_Goals_
a: Print the passage of the listing for the book on Evgeny Popov starting with "by Jeremy Morris" and going on through "University of Innsbruck)", reproducing it word for word.
b: Proceed with the listing for the book on Evgeny Popov, writing on from its final line.

_Text block_

The Metafictional Worlds of Evgeny Popov

by Jeremy Morris (Author)
©2013 Monographs XI, 234 Pages

Summary

«This is an interesting and important book, the first attempt to encapsulate the highly idiosyncratic œuvre and career of Evgeny Popov, a major and controversial figure in the late Soviet and post-Soviet literary landscape.» (Michael Pushkin, University of Birmingham)
«Morris is excellent in his treatment of the writer’s attitude towards the past and history; and he differentiates between Popov’s more nuanced and ambiguous view of the Soviet experiment and those writers, likewise liberals, who have adopted a ‘confessional’ stance.» (Robert Porter, University of Bristol)
«A broad contextualization of the works of this important Russian author.» (Christine Engel, University of Innsbruck)

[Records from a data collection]
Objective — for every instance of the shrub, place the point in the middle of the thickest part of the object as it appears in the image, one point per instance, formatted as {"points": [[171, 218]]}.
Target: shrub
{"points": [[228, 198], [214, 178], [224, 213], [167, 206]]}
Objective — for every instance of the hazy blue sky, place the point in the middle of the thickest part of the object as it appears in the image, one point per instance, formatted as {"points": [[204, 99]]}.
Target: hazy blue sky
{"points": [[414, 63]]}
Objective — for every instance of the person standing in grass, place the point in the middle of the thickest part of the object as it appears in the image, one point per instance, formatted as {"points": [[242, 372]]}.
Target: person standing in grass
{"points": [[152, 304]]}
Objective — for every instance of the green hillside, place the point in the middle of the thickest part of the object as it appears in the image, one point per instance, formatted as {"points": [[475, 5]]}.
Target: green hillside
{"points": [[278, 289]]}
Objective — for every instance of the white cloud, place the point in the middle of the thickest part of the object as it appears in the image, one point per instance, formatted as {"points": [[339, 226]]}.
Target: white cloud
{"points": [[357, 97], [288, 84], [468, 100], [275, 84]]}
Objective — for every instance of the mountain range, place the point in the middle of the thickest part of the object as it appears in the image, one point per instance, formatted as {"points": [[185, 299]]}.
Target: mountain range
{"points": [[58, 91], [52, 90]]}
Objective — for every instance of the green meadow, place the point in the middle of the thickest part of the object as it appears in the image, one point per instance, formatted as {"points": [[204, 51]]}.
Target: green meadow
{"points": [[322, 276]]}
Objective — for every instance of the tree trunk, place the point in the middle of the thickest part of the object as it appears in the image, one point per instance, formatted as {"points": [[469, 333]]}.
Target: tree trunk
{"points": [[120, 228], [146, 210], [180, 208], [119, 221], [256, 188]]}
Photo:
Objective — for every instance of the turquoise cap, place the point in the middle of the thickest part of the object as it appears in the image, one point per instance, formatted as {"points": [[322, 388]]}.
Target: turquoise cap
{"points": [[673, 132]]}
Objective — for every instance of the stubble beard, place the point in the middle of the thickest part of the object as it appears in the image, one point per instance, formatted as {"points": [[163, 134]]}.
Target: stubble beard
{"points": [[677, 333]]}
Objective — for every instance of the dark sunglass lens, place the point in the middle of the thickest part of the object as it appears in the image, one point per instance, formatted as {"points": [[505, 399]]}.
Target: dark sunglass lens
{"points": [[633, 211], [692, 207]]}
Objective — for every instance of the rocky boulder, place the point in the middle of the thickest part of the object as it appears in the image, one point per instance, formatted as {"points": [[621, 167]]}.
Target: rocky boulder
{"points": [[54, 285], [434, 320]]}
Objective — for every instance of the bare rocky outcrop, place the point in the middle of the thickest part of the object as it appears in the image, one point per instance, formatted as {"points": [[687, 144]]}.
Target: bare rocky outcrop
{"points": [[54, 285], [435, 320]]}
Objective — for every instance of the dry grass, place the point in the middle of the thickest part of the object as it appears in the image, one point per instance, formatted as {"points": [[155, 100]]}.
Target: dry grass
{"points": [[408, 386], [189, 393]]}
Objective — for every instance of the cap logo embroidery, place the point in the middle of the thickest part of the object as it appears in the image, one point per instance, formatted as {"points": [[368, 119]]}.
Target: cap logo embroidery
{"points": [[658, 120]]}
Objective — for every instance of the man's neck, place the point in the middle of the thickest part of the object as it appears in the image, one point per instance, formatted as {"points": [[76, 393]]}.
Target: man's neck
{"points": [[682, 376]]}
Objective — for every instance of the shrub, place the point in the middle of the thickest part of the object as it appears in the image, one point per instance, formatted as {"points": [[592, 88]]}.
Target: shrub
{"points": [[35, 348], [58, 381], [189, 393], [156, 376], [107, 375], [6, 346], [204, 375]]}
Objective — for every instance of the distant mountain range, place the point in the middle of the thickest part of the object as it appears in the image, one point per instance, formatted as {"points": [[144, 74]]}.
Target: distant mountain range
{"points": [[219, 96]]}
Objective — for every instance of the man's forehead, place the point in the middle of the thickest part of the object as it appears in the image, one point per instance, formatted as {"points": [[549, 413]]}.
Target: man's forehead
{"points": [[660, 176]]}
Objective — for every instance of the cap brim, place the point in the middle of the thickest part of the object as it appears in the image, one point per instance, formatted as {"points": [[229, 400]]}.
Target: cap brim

_Written answers_
a:
by Jeremy Morris (Author)
©2013 Monographs XI, 234 Pages

Summary

«This is an interesting and important book, the first attempt to encapsulate the highly idiosyncratic œuvre and career of Evgeny Popov, a major and controversial figure in the late Soviet and post-Soviet literary landscape.» (Michael Pushkin, University of Birmingham)
«Morris is excellent in his treatment of the writer’s attitude towards the past and history; and he differentiates between Popov’s more nuanced and ambiguous view of the Soviet experiment and those writers, likewise liberals, who have adopted a ‘confessional’ stance.» (Robert Porter, University of Bristol)
«A broad contextualization of the works of this important Russian author.» (Christine Engel, University of Innsbruck)

b:
This is the first book devoted to the writings of Evgeny Popov (born 1946), a major and controversial figure in the late Soviet and post-Soviet literary landscape. The author uses a wide range of primary and secondary sources, many of them in Russian, alongside detailed analysis of the novels and stories themselves. The introduction charts the course of Popov’s personal and professional biography, including major turning points such as the Metropole affair of 1979. A chapter on critical contexts provides a clear account of the history of Popov’s reception. Other chapters focus on the first collection of short stories and the complexities of narrative voice, the concept of the ‘non-elucidatory principle’ at the heart of Popov’s poetics, and the short story cycles in Metropole and Catalogue, from the late 1970s and early 1980s. Finally the author addresses the key phenomenon of Popov’s self-fictionalization in both his shorter and longer works up to the present day.

Details

Pages
XI, 234
Year
2013
ISBN (PDF)
9783035304527
ISBN (Softcover)
9783039105465
DOI
10.3726/978-3-0353-0452-7
Language
English
Publication date
2013 (April)
Keywords
self-fictionalization biography poetics
Published
Oxford, Bern, Berlin, Bruxelles, Frankfurt am Main, New York, Wien, 2013. 234 pp.

Biographical notes

Jeremy Morris (Author)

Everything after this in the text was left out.